▶ Aim of the task
In the page excerpt, what average share of traffic per site was going to the internet?

— start of Page excerpt —

As we began to optimize our application landscape, we followed the magic Five R Model from Gartner.
First, we tried to figure out what could be replaced by a new model, in terms of moving it into a SaaS environment and therefore consuming it out of the cloud. We introduced ServiceNow, Salesforce, and Office 365, which we had previously introduced into the company.
Next, we implemented additional validation or evaluation of the applications and decided whether we could just re-host them in terms of moving the application or put them as-is into the cloud environment.
Transforming the network to provide the right connectivity
We realized early on that our traffic pattern, overall, was changing significantly. We had reached a point where 64% of traffic on average, per site, was going to the internet. So, the traffic pattern in itself was very much becoming internet-centric.
We tried to clearly evangelize the story internally by saying that the internet will be the next corporate network. We stressed that over time, keeping that transition in mind, we are going to have more applications in the cloud than we are running in internal data centers or private cloud data centers, which are still connected to our intranet. We are reaching the tipping point now. Most applications in Siemens will be public cloud based, and therefore, totally connected through the internet.
From a capacity management point of view, we are gradually ramping up internet connectivity in parallel or to coexist with our remaining MPLS private networks. We are currently mobilizing a team that is getting our network to the next level of sophistication, which provides us much more flexibility. Ultimately, we will be introducing internet-only connectivity for around 90% of all sites that we are currently supporting. Siemens maintains around 2,200 sites globally in 192 countries.
With our global WAN carriers, we are required to closely manage interaction, so that we know what steps to execute on from a management point of view. We were quite lucky that we had already been consolidating our carrier infrastructure down to two carriers: one for Germany, and one for the rest of the world. That helped us directly steer activity and was one of the key success factors for our wide area network.
Improving application security
The access to applications was extremely important, especially when we could no longer rely on a secure network. We started off with a clear, strategic direction to all application owners that requested that they consider their application in a way that it would already be exposed to the internet today. In other words, protect yourself without relying on the network.
“It is quite a tough challenge to secure a network which you don’t control.”
We introduced single mechanisms that required the user, depending on the confidentiality, to classify an application through multi-factor authentication. We also applied traditional firewall approaches to reduce the number of possible ways to reach the server.

— end of Page excerpt —
— start of Provided material —

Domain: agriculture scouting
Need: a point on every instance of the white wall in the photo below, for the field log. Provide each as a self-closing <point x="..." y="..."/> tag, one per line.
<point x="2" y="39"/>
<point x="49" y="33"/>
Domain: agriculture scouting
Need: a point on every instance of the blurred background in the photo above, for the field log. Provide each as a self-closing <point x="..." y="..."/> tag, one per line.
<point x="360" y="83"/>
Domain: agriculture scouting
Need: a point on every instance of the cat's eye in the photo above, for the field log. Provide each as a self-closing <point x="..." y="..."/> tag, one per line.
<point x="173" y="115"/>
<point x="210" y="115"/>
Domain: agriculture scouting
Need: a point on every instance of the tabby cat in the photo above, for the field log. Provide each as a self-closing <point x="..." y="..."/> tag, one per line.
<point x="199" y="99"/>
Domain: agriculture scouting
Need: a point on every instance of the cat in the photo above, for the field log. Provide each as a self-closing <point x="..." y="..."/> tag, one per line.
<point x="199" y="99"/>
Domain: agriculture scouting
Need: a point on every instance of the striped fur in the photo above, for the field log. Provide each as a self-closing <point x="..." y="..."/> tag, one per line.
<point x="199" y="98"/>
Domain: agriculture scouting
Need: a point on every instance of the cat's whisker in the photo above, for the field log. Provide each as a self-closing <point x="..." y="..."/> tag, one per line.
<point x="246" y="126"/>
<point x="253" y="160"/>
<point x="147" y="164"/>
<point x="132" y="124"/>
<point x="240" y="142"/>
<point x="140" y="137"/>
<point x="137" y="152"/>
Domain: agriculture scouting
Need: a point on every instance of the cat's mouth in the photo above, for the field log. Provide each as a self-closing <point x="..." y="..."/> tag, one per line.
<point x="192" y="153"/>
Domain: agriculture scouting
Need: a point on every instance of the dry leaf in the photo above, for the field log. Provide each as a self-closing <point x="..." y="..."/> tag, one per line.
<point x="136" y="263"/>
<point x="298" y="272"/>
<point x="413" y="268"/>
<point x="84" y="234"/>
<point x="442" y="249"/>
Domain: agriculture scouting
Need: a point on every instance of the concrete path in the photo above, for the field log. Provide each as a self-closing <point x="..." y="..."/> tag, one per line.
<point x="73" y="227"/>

— end of Provided material —

▶ Reply to the task
64%